# [Task brief]
Reading the listing below, count the lines that contain the word "crowd" and give that count alone.

----- Data provided -----

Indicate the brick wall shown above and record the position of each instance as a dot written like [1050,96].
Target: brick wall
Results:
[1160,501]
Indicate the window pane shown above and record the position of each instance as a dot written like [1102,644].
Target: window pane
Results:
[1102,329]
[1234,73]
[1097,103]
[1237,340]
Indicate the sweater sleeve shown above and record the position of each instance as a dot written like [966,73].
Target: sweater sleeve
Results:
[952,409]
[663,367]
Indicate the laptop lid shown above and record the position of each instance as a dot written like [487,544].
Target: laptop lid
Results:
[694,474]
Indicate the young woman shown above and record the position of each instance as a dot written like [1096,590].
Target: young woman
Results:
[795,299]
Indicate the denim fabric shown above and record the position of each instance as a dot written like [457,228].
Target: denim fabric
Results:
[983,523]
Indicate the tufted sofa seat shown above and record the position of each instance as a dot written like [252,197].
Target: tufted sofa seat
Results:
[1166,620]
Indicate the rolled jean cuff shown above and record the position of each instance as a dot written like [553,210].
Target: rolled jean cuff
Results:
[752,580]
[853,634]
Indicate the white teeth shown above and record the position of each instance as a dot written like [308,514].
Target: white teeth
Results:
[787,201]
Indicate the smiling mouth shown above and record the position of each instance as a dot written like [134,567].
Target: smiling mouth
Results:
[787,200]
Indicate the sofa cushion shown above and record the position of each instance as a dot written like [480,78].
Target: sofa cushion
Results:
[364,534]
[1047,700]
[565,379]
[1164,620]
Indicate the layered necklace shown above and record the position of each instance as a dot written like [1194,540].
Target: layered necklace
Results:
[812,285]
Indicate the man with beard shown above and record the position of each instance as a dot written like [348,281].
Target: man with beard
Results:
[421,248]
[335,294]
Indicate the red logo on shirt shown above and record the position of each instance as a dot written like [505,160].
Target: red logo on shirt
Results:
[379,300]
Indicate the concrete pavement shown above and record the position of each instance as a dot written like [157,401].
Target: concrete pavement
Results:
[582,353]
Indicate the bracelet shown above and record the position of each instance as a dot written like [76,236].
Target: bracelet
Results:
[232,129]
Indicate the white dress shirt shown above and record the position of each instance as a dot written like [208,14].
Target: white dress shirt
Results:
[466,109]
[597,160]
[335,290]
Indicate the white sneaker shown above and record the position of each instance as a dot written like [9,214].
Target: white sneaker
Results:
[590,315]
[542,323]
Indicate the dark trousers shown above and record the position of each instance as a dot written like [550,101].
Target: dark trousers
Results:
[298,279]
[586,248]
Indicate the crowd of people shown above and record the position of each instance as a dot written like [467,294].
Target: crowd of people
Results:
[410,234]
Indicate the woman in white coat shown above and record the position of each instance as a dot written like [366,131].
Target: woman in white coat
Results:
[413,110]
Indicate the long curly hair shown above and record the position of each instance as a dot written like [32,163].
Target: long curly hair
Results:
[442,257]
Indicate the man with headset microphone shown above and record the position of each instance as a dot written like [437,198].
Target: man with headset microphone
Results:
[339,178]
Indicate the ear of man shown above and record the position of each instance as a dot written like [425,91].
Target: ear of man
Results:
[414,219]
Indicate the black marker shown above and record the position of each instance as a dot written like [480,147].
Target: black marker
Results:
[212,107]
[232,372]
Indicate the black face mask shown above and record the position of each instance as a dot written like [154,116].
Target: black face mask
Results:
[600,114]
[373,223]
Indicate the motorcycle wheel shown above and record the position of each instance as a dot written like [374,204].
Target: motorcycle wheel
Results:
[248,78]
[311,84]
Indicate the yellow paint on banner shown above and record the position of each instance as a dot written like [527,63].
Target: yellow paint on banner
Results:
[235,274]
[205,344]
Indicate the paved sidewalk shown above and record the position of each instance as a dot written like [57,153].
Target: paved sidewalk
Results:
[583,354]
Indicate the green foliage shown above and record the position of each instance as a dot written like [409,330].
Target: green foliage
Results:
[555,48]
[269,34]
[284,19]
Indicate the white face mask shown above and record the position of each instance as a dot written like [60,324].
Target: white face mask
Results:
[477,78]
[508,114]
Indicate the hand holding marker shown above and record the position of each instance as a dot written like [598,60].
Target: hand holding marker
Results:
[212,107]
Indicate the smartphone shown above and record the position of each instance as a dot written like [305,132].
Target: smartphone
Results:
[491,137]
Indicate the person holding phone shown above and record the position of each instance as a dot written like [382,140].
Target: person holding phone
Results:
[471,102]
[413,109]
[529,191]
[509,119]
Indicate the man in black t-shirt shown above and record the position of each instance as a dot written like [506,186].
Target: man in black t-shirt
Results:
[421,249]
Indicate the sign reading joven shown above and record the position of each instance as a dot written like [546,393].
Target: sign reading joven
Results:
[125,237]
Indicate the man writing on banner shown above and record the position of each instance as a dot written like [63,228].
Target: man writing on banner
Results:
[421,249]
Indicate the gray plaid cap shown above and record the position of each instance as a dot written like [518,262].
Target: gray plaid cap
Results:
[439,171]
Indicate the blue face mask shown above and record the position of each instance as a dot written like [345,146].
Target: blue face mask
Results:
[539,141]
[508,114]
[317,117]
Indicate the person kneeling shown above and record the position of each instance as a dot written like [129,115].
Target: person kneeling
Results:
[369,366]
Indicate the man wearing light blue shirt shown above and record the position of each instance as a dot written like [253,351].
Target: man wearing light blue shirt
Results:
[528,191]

-----

# [Response for this exercise]
2